| Exercise instructions |
Put the lines of the items below, from the line with "If you could point at the blurred person" through the end of the items, into a Markdown table with the columns "Row" and "Entry". Number each line, and leave out any blank lines.

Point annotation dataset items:
■ ■ ■

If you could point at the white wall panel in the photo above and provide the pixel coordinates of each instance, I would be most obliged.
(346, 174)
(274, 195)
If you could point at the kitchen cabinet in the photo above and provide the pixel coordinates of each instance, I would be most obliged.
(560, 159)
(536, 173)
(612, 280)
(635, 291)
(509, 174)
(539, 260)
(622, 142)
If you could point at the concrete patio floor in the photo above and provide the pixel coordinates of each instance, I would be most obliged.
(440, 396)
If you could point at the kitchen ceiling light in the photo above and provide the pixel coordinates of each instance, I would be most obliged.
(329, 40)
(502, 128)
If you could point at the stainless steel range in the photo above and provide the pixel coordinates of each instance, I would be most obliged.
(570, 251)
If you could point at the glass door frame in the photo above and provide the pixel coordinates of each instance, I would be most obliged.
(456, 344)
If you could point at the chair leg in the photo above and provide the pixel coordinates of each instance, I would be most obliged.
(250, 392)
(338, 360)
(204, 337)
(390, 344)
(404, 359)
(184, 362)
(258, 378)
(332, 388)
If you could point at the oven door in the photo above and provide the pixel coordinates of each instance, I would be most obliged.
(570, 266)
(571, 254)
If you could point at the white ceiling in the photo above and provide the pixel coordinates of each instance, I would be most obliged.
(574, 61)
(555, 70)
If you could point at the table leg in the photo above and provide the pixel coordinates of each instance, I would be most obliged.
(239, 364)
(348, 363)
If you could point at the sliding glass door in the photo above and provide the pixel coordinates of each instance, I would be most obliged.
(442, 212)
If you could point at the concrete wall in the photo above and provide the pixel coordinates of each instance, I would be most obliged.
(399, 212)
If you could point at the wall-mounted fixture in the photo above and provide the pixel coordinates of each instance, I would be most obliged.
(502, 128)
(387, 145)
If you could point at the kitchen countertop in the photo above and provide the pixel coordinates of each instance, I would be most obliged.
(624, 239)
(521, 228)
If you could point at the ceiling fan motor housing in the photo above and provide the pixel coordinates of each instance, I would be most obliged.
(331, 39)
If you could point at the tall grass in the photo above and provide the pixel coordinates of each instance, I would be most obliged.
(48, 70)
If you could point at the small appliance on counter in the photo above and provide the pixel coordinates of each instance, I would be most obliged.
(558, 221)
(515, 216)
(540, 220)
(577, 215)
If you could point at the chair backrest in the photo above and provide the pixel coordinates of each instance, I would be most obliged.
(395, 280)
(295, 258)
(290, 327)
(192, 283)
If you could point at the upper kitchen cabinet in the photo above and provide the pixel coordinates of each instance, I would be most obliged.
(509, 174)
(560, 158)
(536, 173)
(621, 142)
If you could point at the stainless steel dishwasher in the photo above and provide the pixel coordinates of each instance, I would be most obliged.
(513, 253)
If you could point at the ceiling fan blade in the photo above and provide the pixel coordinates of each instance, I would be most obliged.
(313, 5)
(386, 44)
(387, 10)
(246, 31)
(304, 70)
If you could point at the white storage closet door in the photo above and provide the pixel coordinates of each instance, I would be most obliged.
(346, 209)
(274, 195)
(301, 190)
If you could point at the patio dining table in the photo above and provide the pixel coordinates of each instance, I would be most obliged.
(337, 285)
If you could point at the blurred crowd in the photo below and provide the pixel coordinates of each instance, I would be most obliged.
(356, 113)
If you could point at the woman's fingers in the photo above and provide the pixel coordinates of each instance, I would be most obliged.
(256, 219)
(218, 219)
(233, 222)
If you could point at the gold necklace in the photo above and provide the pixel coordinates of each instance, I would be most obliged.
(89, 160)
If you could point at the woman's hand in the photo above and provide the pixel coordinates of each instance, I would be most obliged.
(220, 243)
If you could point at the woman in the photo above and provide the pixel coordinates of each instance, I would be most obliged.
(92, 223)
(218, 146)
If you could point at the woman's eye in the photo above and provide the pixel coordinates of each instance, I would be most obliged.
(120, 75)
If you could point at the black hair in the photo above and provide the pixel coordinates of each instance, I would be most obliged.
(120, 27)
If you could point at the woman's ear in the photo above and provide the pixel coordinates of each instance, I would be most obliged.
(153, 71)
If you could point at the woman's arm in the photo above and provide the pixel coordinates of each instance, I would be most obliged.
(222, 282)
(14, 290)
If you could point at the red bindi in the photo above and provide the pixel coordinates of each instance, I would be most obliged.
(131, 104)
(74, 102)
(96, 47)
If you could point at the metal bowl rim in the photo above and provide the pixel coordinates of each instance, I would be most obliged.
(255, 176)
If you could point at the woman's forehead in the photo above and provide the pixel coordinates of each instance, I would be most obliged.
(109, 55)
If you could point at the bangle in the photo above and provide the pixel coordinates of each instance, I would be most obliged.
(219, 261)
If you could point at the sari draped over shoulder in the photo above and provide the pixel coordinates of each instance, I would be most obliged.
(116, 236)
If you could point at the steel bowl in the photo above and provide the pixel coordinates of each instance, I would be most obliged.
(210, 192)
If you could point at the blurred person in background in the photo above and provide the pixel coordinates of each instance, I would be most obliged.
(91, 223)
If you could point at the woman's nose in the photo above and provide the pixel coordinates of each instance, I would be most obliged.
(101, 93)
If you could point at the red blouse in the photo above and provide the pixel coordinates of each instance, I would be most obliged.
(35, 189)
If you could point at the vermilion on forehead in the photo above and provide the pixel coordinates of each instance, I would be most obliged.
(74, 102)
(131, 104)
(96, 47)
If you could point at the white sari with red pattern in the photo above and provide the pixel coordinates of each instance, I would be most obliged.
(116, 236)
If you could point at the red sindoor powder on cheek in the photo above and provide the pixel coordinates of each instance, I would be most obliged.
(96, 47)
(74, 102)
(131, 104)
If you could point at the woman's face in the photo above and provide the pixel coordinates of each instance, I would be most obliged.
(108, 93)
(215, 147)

■ ■ ■

| Solution below |
| Row | Entry |
|---|---|
| 1 | If you could point at the blurred person in background in the photo above and provide the pixel coordinates of each instance, I would be most obliged. |
| 2 | (91, 223) |
| 3 | If you could point at the woman's nose in the photo above and provide the pixel coordinates of each instance, I would be most obliged. |
| 4 | (101, 93) |
| 5 | If you could point at the red blouse in the photo above and provide the pixel coordinates of each instance, I would be most obliged. |
| 6 | (35, 189) |
| 7 | If you could point at the vermilion on forehead in the photo above and provide the pixel coordinates of each instance, I would be most obliged. |
| 8 | (74, 102) |
| 9 | (131, 104) |
| 10 | (96, 47) |
| 11 | If you could point at the white sari with red pattern in the photo above and provide the pixel coordinates of each instance, I would be most obliged. |
| 12 | (116, 236) |
| 13 | If you could point at the red sindoor powder on cheek in the photo above and provide the pixel coordinates of each instance, I would be most obliged. |
| 14 | (96, 47) |
| 15 | (74, 102) |
| 16 | (131, 104) |
| 17 | If you could point at the woman's face in the photo above and provide the pixel coordinates of each instance, I would be most obliged. |
| 18 | (108, 93) |
| 19 | (215, 147) |